__Exercise__:
Return each line of the material below that contains the word "gazebo", copied without alteration.

** BEGIN Given data **

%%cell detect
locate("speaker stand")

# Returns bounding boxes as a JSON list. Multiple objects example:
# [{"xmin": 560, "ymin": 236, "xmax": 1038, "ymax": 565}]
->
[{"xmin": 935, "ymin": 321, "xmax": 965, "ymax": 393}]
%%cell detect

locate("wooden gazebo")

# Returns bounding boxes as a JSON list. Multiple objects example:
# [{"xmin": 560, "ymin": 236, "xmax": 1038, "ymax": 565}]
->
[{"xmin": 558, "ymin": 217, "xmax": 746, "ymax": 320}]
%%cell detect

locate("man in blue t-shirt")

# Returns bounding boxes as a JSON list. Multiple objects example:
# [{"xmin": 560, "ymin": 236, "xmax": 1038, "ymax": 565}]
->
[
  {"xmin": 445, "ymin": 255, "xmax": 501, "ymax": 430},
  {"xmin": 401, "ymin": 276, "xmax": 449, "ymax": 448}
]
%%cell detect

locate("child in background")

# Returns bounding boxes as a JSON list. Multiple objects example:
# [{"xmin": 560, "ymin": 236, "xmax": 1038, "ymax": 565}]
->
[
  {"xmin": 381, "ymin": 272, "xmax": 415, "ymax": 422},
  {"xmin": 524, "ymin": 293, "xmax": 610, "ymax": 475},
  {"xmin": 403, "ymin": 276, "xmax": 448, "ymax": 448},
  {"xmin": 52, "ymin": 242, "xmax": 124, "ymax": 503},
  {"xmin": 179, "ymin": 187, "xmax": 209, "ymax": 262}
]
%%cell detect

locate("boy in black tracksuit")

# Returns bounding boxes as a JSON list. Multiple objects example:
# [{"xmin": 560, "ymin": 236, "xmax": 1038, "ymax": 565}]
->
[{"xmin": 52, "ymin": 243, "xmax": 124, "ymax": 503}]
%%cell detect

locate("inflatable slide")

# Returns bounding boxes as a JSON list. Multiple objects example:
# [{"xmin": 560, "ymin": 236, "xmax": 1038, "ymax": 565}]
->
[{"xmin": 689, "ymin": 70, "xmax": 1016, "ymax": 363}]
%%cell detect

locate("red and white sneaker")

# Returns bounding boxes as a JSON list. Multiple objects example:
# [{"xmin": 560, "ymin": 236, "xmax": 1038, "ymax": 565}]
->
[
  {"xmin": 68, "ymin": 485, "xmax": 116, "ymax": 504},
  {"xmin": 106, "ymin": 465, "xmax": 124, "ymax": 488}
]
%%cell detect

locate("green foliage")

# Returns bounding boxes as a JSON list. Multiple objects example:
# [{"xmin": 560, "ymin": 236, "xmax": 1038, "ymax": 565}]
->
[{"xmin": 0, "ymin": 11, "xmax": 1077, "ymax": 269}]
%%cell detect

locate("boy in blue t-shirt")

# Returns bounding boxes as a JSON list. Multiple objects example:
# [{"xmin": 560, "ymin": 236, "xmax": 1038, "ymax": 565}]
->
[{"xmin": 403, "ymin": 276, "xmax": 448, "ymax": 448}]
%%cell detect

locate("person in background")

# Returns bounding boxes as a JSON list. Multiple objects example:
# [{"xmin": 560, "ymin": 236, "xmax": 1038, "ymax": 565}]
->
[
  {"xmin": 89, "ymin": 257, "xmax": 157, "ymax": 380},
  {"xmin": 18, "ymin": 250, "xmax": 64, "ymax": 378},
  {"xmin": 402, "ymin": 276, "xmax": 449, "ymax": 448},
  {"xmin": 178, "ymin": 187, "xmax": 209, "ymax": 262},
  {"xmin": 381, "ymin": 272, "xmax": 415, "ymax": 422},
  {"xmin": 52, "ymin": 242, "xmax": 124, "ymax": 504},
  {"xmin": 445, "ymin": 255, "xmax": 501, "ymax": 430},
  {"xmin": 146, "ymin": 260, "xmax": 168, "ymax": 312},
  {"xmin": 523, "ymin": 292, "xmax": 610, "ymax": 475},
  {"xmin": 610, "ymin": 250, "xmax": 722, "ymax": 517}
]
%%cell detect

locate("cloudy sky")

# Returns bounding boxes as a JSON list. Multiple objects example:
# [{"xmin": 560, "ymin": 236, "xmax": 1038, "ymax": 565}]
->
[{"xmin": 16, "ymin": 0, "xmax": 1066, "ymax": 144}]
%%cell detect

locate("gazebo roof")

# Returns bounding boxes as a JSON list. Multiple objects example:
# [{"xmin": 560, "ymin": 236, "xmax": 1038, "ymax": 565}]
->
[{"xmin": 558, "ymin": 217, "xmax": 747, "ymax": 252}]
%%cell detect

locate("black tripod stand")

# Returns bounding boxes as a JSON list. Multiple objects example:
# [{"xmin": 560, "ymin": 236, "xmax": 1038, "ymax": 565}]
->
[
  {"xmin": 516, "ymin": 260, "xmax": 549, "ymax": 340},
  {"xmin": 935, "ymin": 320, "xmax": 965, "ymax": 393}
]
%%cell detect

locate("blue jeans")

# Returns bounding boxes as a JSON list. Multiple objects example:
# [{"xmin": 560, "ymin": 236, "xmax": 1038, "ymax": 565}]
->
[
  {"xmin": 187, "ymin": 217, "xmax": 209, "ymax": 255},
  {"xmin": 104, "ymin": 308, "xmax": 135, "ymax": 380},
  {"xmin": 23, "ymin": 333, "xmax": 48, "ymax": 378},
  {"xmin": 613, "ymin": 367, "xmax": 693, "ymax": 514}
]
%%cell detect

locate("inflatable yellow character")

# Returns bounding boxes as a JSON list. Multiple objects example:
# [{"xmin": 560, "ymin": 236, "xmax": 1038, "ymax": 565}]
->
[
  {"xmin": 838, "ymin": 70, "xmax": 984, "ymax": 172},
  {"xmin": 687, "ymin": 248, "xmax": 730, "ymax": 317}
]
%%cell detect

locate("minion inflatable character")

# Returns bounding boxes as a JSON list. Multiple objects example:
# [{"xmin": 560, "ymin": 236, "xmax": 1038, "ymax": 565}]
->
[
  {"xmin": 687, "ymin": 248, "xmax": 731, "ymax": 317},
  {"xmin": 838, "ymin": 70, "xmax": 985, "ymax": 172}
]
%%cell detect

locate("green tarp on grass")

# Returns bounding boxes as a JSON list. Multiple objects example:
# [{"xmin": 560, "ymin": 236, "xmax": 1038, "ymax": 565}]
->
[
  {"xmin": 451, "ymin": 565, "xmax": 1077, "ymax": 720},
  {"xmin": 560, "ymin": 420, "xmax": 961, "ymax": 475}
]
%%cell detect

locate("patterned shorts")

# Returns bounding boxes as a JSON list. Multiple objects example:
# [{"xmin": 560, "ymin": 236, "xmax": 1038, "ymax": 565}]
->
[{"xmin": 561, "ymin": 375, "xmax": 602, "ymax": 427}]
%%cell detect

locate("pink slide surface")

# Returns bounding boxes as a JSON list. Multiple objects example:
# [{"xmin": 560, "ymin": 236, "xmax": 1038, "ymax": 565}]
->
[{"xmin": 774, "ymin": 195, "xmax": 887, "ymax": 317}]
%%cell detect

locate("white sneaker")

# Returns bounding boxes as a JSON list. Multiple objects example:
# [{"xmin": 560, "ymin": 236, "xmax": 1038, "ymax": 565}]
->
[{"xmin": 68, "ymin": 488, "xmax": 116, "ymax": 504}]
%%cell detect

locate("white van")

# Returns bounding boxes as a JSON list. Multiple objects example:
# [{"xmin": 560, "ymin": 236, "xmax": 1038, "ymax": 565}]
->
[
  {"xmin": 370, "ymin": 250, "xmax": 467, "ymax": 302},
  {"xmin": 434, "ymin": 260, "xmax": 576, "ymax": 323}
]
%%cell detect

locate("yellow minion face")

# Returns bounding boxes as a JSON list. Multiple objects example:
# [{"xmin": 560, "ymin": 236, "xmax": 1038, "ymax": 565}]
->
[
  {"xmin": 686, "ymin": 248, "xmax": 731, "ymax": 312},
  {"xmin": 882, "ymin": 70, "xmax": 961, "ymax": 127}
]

** END Given data **

__Written solution__:
locate("wooden gazebo")
locate("gazebo roof")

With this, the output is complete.